• **QUOTED PASSAGE**
--- START ---

Liparis, commonly known as widelip orchids, sphinx orchids or 羊耳蒜属 (yang er suan shu) is a cosmopolitan genus of more than 350 species of orchids in the family Orchidaceae. Plants in this genus are terrestrial, lithophytic or epiphytic herbs with a wide range of forms. The flowers are usually resupinate and small to medium sized, yellow, yellow-green or purplish with spreading sepals and petals. The labellum is usually larger than the sepals and petals and is lobed, sometimes with a toothed or wavy margin and one or two calli at its base.

Description
Orchids in the genus Liparis are terrestrial, lithophytic or epiphytic herbs, usually with one to a few leaves which may be linear to egg-shaped, thin or leathery and sometimes pleated. The flowers are small to medium sized, resupinate and arranged on a flowering stem with small bracts. The flowers are usually dull yellow, yellow-green or purplish and often have an unpleasant odour. The sepals and petals turn downwards and the dorsal sepal is free but the lateral sepals are sometimes fused for at least part of their length. The petals are free from each other and often different in size and shape from the sepals. The labellum is usually larger than both the sepals and petals, often lobed with a toothed or wavy edge and one or two calli at its base. There are two pairs of waxy, oval pollinia, each with a viscidium.

--- END ---

• **GIVEN ENTRIES**
--- START ---

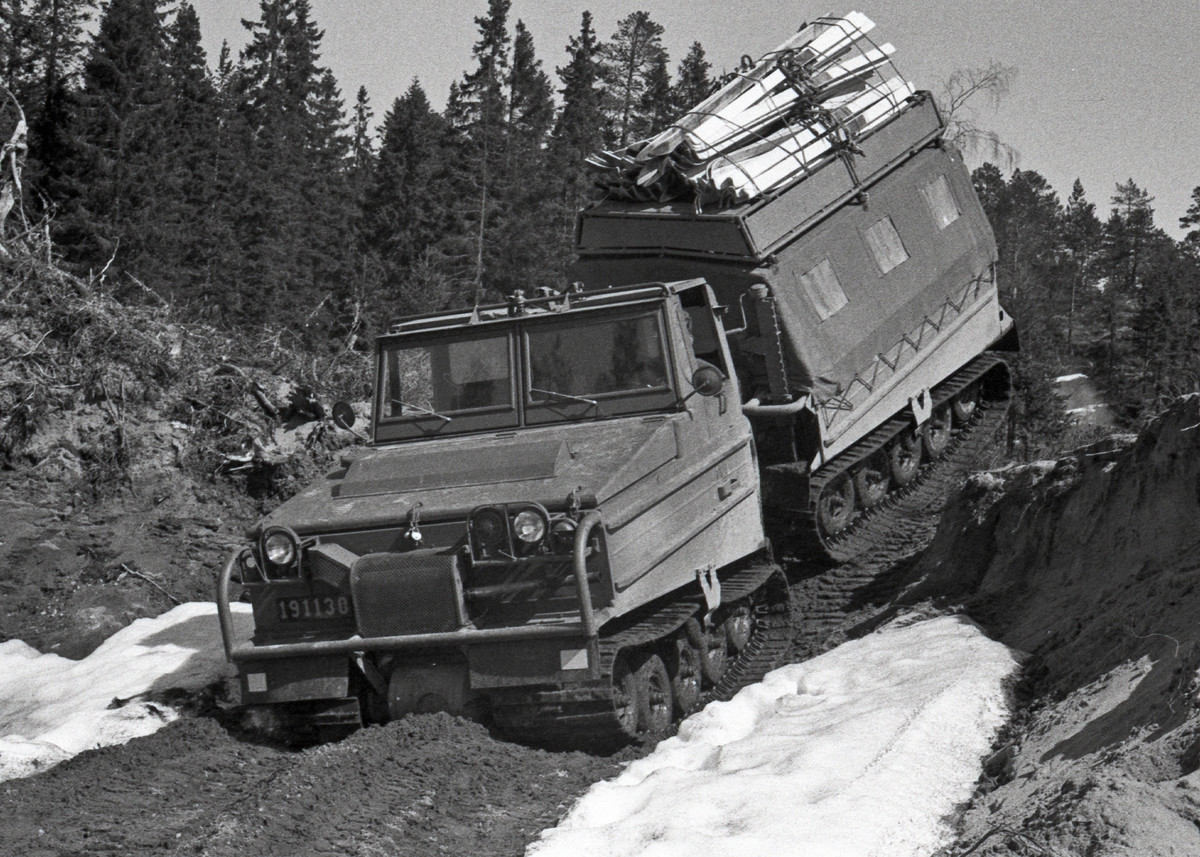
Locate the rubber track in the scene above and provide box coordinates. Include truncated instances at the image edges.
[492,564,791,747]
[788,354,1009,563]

--- END ---
--- START ---

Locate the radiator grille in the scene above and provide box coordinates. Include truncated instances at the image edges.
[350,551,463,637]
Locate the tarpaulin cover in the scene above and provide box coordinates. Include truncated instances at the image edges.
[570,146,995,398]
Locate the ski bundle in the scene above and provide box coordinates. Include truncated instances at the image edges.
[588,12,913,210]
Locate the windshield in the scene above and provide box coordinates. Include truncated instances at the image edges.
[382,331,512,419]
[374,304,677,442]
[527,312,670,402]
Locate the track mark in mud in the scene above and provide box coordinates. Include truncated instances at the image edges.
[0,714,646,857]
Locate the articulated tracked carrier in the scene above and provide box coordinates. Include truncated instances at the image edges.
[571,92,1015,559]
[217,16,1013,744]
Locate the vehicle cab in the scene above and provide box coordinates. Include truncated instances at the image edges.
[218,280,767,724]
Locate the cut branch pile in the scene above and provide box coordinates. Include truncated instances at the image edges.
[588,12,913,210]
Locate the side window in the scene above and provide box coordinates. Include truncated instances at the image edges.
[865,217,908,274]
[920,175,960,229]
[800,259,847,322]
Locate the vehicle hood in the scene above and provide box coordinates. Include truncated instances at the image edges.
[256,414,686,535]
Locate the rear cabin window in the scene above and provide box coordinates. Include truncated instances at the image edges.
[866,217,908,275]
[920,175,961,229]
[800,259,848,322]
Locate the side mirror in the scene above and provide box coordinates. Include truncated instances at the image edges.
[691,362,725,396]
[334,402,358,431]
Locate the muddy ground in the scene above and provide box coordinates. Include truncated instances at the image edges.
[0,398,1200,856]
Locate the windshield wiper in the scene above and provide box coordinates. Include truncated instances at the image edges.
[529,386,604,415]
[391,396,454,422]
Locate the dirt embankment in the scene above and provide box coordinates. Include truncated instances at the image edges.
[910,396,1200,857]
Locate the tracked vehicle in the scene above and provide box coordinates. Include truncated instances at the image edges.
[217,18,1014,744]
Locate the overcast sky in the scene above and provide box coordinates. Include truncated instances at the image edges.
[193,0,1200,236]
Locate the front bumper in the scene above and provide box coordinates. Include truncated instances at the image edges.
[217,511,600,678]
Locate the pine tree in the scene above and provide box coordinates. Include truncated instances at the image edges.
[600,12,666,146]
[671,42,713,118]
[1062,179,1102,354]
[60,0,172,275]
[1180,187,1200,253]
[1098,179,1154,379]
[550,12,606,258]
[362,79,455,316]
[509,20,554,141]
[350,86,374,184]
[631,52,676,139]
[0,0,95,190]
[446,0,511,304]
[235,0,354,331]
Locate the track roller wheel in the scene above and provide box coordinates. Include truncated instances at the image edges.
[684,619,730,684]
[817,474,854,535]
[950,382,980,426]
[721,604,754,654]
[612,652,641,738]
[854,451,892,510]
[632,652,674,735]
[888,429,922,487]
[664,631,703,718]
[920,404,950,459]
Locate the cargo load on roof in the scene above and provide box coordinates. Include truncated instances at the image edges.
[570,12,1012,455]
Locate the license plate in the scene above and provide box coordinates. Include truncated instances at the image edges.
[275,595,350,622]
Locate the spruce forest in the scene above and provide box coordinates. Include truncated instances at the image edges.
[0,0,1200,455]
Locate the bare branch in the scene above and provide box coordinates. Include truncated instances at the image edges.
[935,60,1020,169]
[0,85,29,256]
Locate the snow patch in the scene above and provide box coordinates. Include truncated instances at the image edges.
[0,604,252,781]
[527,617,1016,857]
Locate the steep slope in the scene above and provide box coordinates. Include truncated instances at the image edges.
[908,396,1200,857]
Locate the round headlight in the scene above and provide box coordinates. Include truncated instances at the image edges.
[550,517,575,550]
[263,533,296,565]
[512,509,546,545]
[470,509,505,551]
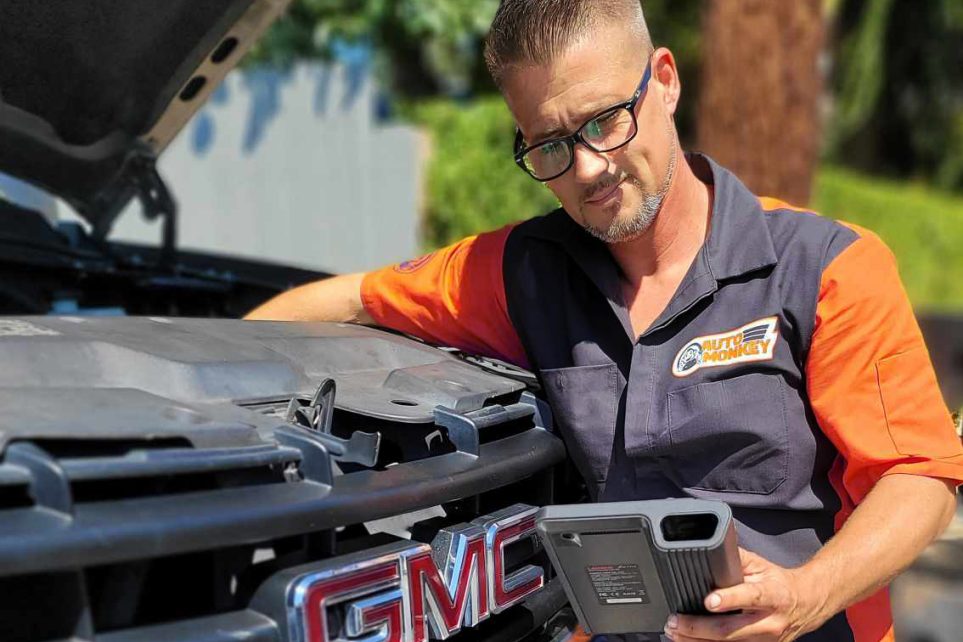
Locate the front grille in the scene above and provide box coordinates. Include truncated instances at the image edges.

--- END ---
--- START ---

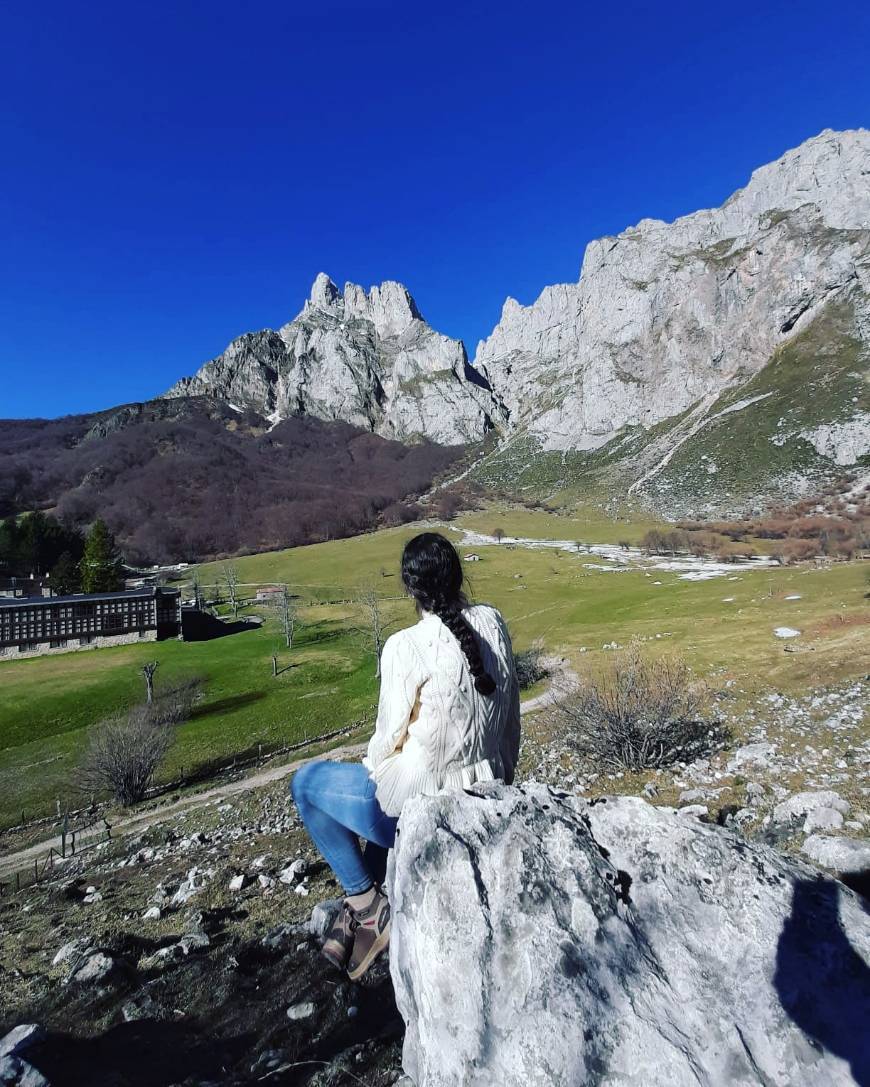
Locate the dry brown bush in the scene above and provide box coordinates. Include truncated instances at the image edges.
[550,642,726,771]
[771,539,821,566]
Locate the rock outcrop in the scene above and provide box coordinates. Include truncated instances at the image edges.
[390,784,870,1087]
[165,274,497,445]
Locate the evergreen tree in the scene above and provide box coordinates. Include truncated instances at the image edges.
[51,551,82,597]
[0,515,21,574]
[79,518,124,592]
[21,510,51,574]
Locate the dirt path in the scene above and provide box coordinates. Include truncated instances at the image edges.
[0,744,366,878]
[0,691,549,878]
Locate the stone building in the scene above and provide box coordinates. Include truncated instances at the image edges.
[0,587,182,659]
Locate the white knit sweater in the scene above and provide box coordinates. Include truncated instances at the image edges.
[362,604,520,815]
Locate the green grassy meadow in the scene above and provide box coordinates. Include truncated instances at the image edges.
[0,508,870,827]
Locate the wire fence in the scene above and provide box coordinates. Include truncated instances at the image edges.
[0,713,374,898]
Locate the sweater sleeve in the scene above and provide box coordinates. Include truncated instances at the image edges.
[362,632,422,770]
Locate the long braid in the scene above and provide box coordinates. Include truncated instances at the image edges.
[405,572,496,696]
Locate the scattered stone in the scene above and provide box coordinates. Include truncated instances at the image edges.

--- END ---

• **PROBLEMS AND TASKS**
(a) Answer these questions about the Liparis text:
(i) How many species does the genus include?
(ii) Which sepals are sometimes fused for at least part of their length?
(iii) How many pairs of pollinia are there, and what does each have?
(b) Can you copy the Liparis text from "Liparis, commonly known" to "margin and one or two calli at its base."?

• **SOLUTION SET**
(a)
(i) More than 350 species.
(ii) The lateral sepals.
(iii) Two pairs of waxy, oval pollinia, each with a viscidium.

(b)
Liparis, commonly known as widelip orchids, sphinx orchids or 羊耳蒜属 (yang er suan shu) is a cosmopolitan genus of more than 350 species of orchids in the family Orchidaceae. Plants in this genus are terrestrial, lithophytic or epiphytic herbs with a wide range of forms. The flowers are usually resupinate and small to medium sized, yellow, yellow-green or purplish with spreading sepals and petals. The labellum is usually larger than the sepals and petals and is lobed, sometimes with a toothed or wavy margin and one or two calli at its base.